Work to complete ::
All lines of the records below that contain the word "white" must be listed.

Entries provided ::
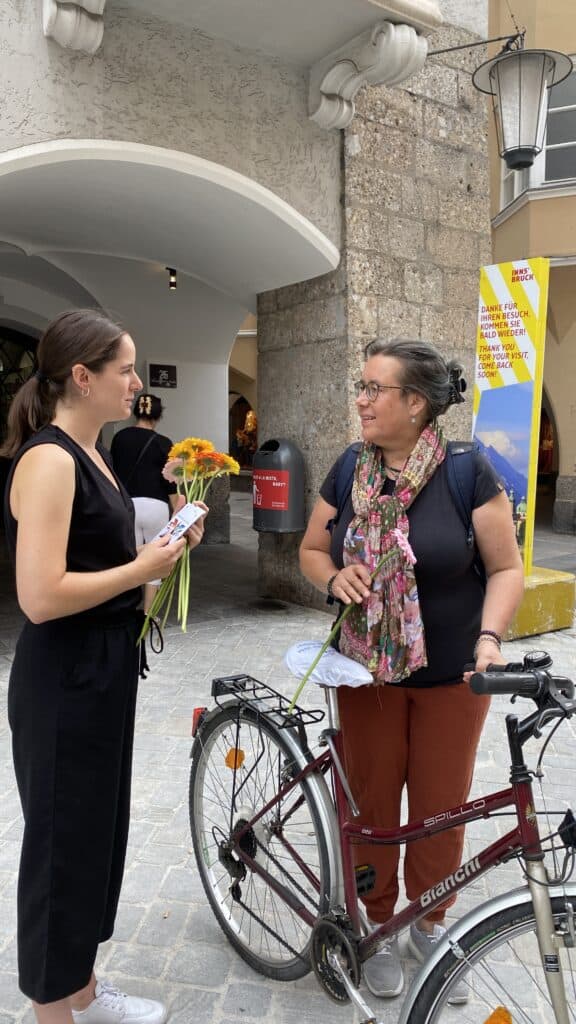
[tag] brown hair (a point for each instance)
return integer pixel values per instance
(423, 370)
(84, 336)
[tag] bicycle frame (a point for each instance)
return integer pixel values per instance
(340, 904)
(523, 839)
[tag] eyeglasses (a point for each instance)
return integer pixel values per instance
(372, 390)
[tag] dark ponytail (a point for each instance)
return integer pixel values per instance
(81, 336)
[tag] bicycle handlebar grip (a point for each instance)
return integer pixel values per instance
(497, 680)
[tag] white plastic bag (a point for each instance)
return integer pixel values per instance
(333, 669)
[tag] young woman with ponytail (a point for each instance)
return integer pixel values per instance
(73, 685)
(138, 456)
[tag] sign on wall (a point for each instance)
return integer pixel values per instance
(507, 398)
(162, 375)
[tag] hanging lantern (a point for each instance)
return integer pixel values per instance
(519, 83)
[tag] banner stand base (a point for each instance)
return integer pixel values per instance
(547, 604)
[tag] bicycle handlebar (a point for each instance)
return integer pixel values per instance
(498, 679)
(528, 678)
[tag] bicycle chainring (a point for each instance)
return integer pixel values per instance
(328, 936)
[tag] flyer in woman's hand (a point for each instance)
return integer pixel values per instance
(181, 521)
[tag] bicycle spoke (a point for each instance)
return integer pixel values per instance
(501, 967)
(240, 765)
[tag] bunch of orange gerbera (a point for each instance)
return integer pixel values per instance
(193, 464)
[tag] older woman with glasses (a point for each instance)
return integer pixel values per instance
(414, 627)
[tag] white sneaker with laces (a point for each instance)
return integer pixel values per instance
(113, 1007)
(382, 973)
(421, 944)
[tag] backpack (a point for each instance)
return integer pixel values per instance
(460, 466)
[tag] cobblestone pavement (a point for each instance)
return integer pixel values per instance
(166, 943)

--

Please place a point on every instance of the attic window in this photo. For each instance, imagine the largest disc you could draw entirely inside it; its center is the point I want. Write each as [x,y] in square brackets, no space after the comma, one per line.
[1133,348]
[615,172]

---

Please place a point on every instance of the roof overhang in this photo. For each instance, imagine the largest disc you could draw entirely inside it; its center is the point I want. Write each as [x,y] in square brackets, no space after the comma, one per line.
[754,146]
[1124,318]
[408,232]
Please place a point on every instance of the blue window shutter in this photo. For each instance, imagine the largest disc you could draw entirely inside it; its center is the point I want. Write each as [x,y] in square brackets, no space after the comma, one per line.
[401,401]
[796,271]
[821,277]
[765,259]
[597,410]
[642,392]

Exercise result ::
[tag] white plastic bag (a point for each instance)
[tag] white sneaker with laces (a point for each instance)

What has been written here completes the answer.